- _Task 1_: Reproduce the part of the patch that begins at the words "Simplify hmm_range_snapshot() and" and ends after the words "insertions(+), 127 deletions(-)", word for word.

Simplify hmm_range_snapshot() and hmm_range_fault() by defining a
walk_test() callback function to filter unhandled vmas.

Signed-off-by: Ralph Campbell <rcampbell@nvidia.com>
Cc: "Jérôme Glisse" <jglisse@redhat.com>
Cc: Jason Gunthorpe <jgg@mellanox.com>
Cc: Christoph Hellwig <hch@lst.de>
---
 mm/hmm.c | 197 ++++++++++++++++++++-----------------------------------
 1 file changed, 70 insertions(+), 127 deletions(-)

diff --git a/mm/hmm.c b/mm/hmm.c
index 8271f110c243..218557451070 100644
--- a/mm/hmm.c
+++ b/mm/hmm.c
@@ -839,13 +839,40 @@ static int hmm_vma_walk_hugetlb_entry(pte_t *pte, unsigned long hmask,
 #endif
 }
 
-static void hmm_pfns_clear(struct hmm_range *range,
-			   uint64_t *pfns,
-			   unsigned long addr,
-			   unsigned long end)

- _Extracted information_:

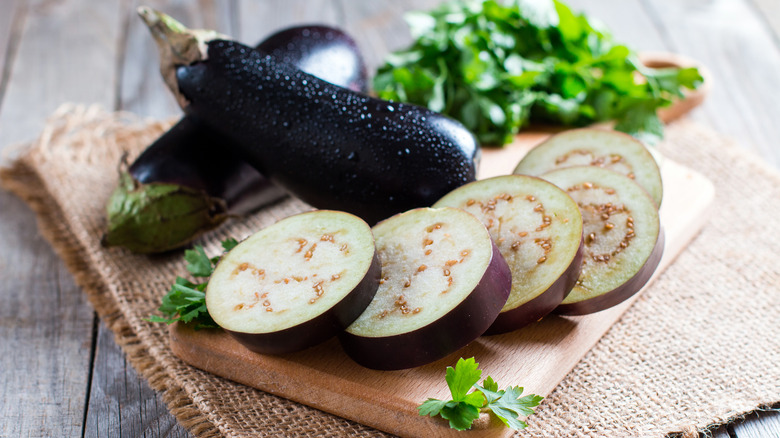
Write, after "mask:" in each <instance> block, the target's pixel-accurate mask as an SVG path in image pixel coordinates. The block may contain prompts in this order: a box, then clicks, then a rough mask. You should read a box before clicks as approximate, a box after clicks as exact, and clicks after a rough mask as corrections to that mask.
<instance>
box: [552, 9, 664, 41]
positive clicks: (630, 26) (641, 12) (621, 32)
mask: <svg viewBox="0 0 780 438" xmlns="http://www.w3.org/2000/svg"><path fill="white" fill-rule="evenodd" d="M566 3H567V4H568V5H569V6H570V7H571V8H572V10H573V11H575V12H577V13H584V14H585V15H587V16H588V18H589V19H591V20H593V21H596V22H600V23H603V24H604V25H605V26H606V27H607V29H609V31H610V33H611V34H612V35H613V36H614V38H615V40H616V41H619V42H621V43H623V44H626V45H627V46H628V47H630V48H632V49H634V50H637V51H659V50H661V51H664V50H670V49H669V48H668V47H667V46H666V42H665V41H664V38H663V36H662V35H661V33H660V31H659V29H658V28H657V27H656V26H655V23H653V20H652V19H651V17H649V16H648V15H647V12H646V11H645V9H644V6H643V5H642V1H641V0H623V1H619V2H604V1H599V0H569V1H567V2H566ZM626 17H631V18H630V19H626Z"/></svg>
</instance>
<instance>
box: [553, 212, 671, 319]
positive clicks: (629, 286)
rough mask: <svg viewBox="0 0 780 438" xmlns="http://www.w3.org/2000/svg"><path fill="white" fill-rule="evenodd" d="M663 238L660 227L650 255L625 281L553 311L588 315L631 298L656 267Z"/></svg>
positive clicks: (657, 261) (658, 258)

- _Task 2_: Quote the lines of the records exactly, beginning at the line that contains "</instance>" and stopping after the last line of the records.

- _Output 1_:
Simplify hmm_range_snapshot() and hmm_range_fault() by defining a
walk_test() callback function to filter unhandled vmas.

Signed-off-by: Ralph Campbell <rcampbell@nvidia.com>
Cc: "Jérôme Glisse" <jglisse@redhat.com>
Cc: Jason Gunthorpe <jgg@mellanox.com>
Cc: Christoph Hellwig <hch@lst.de>
---
 mm/hmm.c | 197 ++++++++++++++++++++-----------------------------------
 1 file changed, 70 insertions(+), 127 deletions(-)

- _Output 2_:
</instance>
<instance>
box: [553, 212, 671, 319]
positive clicks: (629, 286)
rough mask: <svg viewBox="0 0 780 438" xmlns="http://www.w3.org/2000/svg"><path fill="white" fill-rule="evenodd" d="M663 238L660 227L650 255L625 281L553 311L588 315L631 298L656 267Z"/></svg>
positive clicks: (657, 261) (658, 258)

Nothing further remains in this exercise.